● Directive: Duplicate the rows below from the line with "Mark the jagged rock formation in this photo." up to and including the line with "225;81;1000;665", reproducing each line without alteration.

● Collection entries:
===

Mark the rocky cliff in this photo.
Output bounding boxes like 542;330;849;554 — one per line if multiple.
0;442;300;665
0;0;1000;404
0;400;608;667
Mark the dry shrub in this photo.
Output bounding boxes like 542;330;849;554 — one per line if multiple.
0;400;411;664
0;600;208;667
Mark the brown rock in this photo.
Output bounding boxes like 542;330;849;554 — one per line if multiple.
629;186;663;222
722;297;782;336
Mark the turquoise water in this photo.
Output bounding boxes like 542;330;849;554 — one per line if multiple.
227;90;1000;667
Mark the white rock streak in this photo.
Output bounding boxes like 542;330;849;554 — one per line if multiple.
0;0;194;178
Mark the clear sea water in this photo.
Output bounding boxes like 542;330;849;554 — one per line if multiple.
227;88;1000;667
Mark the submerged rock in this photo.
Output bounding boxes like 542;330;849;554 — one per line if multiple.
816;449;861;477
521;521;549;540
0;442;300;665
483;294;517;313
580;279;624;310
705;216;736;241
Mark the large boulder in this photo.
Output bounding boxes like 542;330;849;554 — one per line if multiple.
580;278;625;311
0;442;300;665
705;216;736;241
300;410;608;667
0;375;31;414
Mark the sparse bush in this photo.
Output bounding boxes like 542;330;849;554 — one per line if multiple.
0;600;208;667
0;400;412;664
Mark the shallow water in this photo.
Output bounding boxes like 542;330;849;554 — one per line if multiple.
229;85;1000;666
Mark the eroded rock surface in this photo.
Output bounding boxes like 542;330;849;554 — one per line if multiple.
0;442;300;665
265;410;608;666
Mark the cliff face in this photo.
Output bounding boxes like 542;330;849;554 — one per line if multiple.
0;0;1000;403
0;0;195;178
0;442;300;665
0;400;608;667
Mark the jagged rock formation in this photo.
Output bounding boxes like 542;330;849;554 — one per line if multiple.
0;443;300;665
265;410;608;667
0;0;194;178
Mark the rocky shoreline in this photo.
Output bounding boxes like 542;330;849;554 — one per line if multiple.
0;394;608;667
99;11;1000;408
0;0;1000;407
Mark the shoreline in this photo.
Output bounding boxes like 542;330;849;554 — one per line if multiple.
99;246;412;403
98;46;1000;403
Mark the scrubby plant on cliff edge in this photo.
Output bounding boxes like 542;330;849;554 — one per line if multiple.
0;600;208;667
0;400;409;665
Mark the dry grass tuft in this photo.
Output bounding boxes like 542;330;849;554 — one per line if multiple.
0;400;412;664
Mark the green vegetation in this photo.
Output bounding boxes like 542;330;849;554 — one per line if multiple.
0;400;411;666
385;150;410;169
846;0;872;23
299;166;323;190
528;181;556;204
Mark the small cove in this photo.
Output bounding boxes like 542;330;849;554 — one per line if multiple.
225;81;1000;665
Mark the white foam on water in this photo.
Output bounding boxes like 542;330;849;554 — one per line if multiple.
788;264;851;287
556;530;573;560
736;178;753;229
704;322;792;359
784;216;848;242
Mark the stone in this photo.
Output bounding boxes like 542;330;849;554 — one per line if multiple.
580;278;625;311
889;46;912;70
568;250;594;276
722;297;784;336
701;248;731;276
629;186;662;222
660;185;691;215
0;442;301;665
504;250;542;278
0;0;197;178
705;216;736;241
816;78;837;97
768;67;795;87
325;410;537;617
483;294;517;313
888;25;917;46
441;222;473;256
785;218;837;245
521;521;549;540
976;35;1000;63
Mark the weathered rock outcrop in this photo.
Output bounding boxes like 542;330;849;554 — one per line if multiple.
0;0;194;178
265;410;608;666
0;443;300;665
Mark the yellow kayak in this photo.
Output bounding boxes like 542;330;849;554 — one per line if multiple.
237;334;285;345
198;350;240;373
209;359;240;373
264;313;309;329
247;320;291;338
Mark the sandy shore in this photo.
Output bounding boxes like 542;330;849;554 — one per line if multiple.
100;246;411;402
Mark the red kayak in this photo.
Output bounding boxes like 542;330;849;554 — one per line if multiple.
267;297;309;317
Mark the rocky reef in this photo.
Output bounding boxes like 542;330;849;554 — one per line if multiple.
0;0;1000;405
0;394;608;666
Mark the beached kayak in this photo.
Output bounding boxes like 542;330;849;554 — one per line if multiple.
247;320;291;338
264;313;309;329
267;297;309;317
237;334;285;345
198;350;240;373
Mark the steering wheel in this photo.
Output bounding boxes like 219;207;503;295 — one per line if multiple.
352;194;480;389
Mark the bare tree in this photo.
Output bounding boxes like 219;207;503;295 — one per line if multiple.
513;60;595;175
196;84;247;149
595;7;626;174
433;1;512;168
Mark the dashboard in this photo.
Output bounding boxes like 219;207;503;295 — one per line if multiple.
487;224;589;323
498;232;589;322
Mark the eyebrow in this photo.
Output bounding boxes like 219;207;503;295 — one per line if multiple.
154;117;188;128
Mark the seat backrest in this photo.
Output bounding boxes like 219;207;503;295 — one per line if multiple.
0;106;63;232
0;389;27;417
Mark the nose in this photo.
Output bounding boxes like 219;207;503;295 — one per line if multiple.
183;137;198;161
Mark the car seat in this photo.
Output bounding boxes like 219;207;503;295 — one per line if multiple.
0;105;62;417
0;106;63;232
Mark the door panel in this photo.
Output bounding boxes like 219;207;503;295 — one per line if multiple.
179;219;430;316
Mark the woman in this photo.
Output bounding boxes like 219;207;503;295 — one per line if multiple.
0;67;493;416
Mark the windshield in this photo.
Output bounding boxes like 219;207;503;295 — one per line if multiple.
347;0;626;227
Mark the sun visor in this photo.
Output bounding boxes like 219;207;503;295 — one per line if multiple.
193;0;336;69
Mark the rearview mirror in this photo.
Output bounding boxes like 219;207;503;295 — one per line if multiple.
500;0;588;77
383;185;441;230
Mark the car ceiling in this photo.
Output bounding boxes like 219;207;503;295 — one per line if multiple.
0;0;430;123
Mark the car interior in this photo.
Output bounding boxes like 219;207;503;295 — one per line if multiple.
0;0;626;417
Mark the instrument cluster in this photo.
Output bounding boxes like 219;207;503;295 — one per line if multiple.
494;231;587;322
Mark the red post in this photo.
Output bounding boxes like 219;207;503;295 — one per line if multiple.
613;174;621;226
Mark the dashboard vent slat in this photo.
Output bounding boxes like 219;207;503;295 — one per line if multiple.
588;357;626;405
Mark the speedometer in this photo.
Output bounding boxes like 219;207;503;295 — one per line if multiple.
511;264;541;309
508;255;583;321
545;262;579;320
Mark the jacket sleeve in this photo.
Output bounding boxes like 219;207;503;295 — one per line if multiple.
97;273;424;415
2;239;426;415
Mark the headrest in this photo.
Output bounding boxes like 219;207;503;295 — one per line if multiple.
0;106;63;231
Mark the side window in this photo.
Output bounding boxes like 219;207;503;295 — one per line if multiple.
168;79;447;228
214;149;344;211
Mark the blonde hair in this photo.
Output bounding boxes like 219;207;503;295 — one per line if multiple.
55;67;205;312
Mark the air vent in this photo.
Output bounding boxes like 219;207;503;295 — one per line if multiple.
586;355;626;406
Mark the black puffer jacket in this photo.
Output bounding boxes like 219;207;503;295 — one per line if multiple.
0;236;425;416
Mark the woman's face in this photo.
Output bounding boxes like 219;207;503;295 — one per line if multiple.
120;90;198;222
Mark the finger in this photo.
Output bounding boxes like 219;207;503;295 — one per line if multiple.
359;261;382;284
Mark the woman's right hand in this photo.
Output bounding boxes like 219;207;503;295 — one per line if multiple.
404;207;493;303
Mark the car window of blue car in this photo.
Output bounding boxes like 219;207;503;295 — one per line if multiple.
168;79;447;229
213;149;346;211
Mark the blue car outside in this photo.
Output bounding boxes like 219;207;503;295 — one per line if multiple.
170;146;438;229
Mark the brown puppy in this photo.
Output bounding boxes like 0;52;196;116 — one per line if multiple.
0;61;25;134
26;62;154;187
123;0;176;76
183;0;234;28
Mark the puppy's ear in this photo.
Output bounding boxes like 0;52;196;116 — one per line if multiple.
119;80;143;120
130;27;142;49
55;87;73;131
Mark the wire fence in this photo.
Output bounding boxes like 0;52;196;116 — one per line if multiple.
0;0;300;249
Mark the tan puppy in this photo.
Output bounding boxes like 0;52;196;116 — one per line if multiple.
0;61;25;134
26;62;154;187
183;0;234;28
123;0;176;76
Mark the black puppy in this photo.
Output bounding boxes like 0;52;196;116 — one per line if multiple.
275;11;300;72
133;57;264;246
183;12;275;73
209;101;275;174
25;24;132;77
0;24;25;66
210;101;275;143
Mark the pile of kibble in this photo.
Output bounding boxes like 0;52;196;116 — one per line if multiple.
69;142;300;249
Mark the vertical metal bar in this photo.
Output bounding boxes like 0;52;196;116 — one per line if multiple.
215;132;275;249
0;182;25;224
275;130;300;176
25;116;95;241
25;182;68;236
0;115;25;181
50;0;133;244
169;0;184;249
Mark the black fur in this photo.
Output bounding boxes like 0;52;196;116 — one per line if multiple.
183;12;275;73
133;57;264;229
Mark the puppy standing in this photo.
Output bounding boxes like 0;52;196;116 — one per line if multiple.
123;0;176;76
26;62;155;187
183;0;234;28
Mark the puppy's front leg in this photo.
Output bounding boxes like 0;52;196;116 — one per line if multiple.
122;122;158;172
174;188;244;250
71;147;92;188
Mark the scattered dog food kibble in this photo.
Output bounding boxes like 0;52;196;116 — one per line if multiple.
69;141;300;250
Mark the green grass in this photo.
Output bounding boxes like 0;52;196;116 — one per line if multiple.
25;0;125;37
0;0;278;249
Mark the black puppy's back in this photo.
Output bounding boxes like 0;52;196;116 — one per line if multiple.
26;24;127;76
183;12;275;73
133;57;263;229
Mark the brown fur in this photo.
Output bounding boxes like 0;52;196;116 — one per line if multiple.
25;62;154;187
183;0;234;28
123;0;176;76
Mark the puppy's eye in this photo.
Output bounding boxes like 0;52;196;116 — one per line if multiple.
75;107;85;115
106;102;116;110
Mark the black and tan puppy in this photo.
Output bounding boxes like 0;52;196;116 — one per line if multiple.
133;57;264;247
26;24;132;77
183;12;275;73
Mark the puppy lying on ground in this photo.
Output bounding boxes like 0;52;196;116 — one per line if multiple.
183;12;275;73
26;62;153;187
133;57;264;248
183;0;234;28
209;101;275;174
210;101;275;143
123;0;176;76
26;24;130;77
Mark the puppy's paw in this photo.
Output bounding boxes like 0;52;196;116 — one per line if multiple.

===

● Exercise response:
Mark the jagged rock formation in this photo.
Output bounding boxes like 542;330;849;554 — one per line if multiple.
0;443;300;665
265;410;608;667
0;0;194;178
Mark the rocky shoreline in this photo.
Output bounding boxes like 542;330;849;554 — one per line if multiple.
0;394;608;667
99;11;1000;408
0;0;1000;407
Mark the shoreline in this photo.
Output bounding boxes like 542;330;849;554 — one per line if multiple.
99;246;412;403
98;46;1000;403
Mark the scrubby plant on cliff edge in this photo.
Output bounding boxes like 542;330;849;554 — one per line if multiple.
0;600;208;667
0;400;409;665
Mark the dry grass tuft in this photo.
Output bounding boxes like 542;330;849;554 — one per line if multiple.
0;400;412;664
Mark the green vegetation in this photo.
Output bounding boxes like 542;330;849;554 — one per line if multiple.
0;400;411;666
385;150;410;169
846;0;872;23
299;166;323;190
528;181;556;204
Mark the small cove in this photo.
Output bounding boxes like 542;330;849;554 — one per line if multiple.
225;81;1000;665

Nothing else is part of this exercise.